▶ [DIRECTIONS]:
Reproduce the entries exactly. Omit none of them.

(Records from a data source)
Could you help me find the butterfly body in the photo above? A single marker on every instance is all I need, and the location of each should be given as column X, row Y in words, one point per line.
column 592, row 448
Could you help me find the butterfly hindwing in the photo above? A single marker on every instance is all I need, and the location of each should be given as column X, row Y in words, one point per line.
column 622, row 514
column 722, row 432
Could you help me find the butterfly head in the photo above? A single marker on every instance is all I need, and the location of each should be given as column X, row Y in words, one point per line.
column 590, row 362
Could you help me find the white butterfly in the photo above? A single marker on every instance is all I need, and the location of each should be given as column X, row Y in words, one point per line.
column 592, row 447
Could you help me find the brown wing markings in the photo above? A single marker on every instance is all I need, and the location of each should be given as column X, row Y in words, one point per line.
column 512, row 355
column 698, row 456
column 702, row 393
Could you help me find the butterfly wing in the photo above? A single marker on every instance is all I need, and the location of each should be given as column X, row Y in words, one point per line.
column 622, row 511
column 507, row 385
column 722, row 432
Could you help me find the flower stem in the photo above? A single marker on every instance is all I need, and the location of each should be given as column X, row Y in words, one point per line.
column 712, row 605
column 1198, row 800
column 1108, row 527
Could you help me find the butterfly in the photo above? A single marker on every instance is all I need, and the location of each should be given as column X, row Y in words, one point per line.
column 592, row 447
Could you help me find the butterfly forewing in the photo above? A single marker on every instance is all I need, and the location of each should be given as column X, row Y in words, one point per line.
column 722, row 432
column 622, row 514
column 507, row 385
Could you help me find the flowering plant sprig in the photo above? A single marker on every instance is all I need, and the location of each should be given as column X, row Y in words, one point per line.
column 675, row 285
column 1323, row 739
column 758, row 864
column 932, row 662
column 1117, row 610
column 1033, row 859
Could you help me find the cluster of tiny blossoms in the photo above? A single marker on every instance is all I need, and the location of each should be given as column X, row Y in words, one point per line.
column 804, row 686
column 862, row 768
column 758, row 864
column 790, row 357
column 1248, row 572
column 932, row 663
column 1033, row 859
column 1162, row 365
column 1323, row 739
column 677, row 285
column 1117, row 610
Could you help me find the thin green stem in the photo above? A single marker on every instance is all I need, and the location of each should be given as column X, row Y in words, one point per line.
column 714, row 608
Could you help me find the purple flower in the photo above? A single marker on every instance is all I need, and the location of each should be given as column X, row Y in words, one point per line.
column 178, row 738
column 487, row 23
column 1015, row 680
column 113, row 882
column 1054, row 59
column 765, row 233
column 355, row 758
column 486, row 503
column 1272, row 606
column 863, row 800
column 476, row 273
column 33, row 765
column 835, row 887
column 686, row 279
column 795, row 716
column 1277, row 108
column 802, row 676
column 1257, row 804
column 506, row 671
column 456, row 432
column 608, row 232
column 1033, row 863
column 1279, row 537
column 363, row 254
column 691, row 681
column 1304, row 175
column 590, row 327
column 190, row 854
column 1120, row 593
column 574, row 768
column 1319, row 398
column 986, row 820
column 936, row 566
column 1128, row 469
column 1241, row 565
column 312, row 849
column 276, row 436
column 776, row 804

▶ [ANSWER SECTION]:
Could you help me find the butterfly body in the photo above? A single marker on every instance is all I need, and the location of each should be given as column X, row Y in words, one point per line.
column 592, row 448
Could you help me find the butterfly hindwing in the photo above? A single marker on every instance is all I need, and the location of each should be given as column X, row Y in words, one point per line.
column 622, row 514
column 722, row 432
Could you help me find the butterfly head in the photo above? A single marker on every instance is all I need, and the location of each should be given as column X, row Y in words, one point per line.
column 590, row 362
Could you help me find the white butterfly in the photo above? A single marker on every instance is all I need, and the location of each should be given as column X, row Y in words, one point per line.
column 592, row 447
Could you help me find the brown wing markings in the photo above? A single marker on every instance is all I need, and the location of each should be given as column X, row Y in words, one point per line.
column 512, row 355
column 698, row 456
column 702, row 393
Could you help me find the butterfly wing in the photo above? A single marker on every instance is all I need, and the location of each should be given as column X, row Y in words, one point per line.
column 622, row 511
column 507, row 385
column 722, row 432
Could you help me find the flower stem in the photo above? A single marker on every instance is all I need, and the location of each should be given as column X, row Y in words, one point per line.
column 712, row 605
column 1198, row 800
column 1108, row 527
Could you help me find the butterfly in the photo above? A single marker on every instance is all I need, and the location of each should be given as column X, row Y in words, one point per line.
column 592, row 447
Could you help me find the butterfly forewing in the photo above? A single marker on every instance is all I need, and the location of each should be given as column X, row Y in words, one point per line.
column 722, row 432
column 622, row 514
column 507, row 385
Could you help me find the flowering plant sprig in the photo above? A single marker on every instance is all I need, and the location of each should be given as column X, row Y in words, one point per line.
column 675, row 285
column 1323, row 739
column 758, row 864
column 932, row 662
column 1117, row 610
column 1033, row 859
Could you help me find the cluster of tiny blossoms in the photo above? A single marker on every instance is all I need, and the location of each should be given as column X, row Y in words, one point per line.
column 804, row 686
column 862, row 768
column 758, row 864
column 790, row 357
column 1248, row 572
column 932, row 663
column 1033, row 859
column 1162, row 365
column 1323, row 739
column 677, row 285
column 1117, row 610
Could you help me find the thin green stem in the photo above? A single marker on every instance is all I need, and the location of each should be given as column X, row Y in words, one point per line.
column 714, row 608
Could you help me find the purple flower in the photo above? A single marker on every instance is all I need, and the location of each should be given as column X, row Y in words, one point per line.
column 178, row 738
column 487, row 23
column 1015, row 680
column 113, row 882
column 1054, row 59
column 765, row 233
column 355, row 758
column 486, row 503
column 1272, row 606
column 863, row 800
column 476, row 273
column 33, row 765
column 835, row 887
column 686, row 279
column 795, row 716
column 1277, row 108
column 802, row 676
column 1257, row 804
column 506, row 671
column 456, row 432
column 608, row 232
column 1033, row 863
column 1279, row 537
column 363, row 254
column 691, row 681
column 1304, row 175
column 590, row 327
column 190, row 854
column 1120, row 593
column 574, row 768
column 1319, row 398
column 986, row 820
column 936, row 566
column 1128, row 469
column 1241, row 565
column 312, row 849
column 276, row 436
column 776, row 804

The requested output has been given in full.